Dataset entries =
------------

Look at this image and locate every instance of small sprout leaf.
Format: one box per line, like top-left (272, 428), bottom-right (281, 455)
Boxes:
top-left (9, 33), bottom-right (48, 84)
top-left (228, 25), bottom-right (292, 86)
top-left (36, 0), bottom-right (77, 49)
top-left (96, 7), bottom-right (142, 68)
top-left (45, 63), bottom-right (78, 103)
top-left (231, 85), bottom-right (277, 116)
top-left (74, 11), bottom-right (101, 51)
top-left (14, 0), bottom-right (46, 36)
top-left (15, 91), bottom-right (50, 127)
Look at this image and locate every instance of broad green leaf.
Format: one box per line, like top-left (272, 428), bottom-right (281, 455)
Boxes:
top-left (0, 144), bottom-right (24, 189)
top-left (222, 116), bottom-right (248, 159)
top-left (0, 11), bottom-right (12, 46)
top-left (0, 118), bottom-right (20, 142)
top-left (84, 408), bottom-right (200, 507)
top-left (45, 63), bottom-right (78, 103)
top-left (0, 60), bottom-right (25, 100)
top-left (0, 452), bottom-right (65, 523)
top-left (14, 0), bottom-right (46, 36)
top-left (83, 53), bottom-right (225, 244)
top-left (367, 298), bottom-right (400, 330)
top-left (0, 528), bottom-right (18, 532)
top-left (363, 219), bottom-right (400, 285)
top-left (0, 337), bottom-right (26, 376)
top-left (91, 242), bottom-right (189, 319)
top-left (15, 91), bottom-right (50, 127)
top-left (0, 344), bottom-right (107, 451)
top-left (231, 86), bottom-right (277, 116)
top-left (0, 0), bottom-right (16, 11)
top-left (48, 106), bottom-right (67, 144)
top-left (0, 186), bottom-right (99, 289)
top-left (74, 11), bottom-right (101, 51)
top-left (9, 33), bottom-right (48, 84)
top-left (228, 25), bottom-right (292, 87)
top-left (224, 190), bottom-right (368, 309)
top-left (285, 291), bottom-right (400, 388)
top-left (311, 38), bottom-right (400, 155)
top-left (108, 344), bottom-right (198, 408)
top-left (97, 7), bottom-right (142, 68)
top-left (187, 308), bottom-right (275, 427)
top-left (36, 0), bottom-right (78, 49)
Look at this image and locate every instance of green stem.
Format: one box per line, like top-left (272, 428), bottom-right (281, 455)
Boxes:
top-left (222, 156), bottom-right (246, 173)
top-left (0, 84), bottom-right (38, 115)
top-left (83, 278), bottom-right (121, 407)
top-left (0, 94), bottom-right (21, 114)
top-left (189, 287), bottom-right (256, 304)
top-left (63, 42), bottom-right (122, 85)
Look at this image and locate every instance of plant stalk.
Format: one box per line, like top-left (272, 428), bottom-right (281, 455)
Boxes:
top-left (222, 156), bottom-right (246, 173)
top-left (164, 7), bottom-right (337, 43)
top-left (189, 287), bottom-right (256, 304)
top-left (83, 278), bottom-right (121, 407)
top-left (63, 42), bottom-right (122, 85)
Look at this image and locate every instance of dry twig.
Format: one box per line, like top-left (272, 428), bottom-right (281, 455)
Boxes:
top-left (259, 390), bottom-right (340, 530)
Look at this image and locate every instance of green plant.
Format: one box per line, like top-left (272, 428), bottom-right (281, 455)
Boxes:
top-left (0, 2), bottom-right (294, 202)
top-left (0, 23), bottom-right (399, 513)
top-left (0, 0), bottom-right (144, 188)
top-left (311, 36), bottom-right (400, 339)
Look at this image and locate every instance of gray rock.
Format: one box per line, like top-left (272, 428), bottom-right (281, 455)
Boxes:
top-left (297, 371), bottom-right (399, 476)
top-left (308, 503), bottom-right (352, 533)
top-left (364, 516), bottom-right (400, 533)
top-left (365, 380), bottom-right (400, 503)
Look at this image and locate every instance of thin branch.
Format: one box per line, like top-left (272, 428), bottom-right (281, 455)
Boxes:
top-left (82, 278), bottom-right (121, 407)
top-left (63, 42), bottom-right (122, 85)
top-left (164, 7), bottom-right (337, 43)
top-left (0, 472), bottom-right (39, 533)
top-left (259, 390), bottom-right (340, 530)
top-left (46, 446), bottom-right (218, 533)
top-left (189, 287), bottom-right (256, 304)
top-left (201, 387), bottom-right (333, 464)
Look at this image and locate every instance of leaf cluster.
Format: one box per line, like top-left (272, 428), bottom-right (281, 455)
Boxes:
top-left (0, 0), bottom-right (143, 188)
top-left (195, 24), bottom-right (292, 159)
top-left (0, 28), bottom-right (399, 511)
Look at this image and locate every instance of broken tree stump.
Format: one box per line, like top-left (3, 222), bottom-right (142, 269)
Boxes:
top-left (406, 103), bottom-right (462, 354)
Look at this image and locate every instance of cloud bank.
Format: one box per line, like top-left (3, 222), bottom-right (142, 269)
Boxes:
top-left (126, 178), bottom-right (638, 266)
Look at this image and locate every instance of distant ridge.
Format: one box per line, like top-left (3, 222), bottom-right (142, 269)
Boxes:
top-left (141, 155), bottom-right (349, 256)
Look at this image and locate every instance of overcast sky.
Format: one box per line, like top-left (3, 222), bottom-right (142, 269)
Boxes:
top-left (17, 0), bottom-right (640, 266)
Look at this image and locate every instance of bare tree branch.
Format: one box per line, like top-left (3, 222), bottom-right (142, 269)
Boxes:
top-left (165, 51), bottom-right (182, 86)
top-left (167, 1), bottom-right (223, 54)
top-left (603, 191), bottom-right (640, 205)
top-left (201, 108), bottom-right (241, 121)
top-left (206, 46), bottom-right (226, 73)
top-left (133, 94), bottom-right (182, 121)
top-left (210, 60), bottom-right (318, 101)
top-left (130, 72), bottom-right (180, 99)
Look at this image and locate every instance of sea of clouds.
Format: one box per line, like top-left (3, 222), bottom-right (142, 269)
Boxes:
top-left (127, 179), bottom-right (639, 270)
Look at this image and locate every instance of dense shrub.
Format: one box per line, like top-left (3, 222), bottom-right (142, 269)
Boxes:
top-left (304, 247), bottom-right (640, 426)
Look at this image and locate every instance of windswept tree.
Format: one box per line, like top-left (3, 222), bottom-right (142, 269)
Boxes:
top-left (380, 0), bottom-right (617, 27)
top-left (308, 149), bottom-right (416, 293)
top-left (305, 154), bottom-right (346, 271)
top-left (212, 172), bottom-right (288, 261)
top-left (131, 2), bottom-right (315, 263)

------------

Exercise brief =
The lines you need are those with the word "plant"; list them from the entries.

Solution =
Look at this image and locate every instance of plant stalk.
Look at this image and locate every instance of green plant.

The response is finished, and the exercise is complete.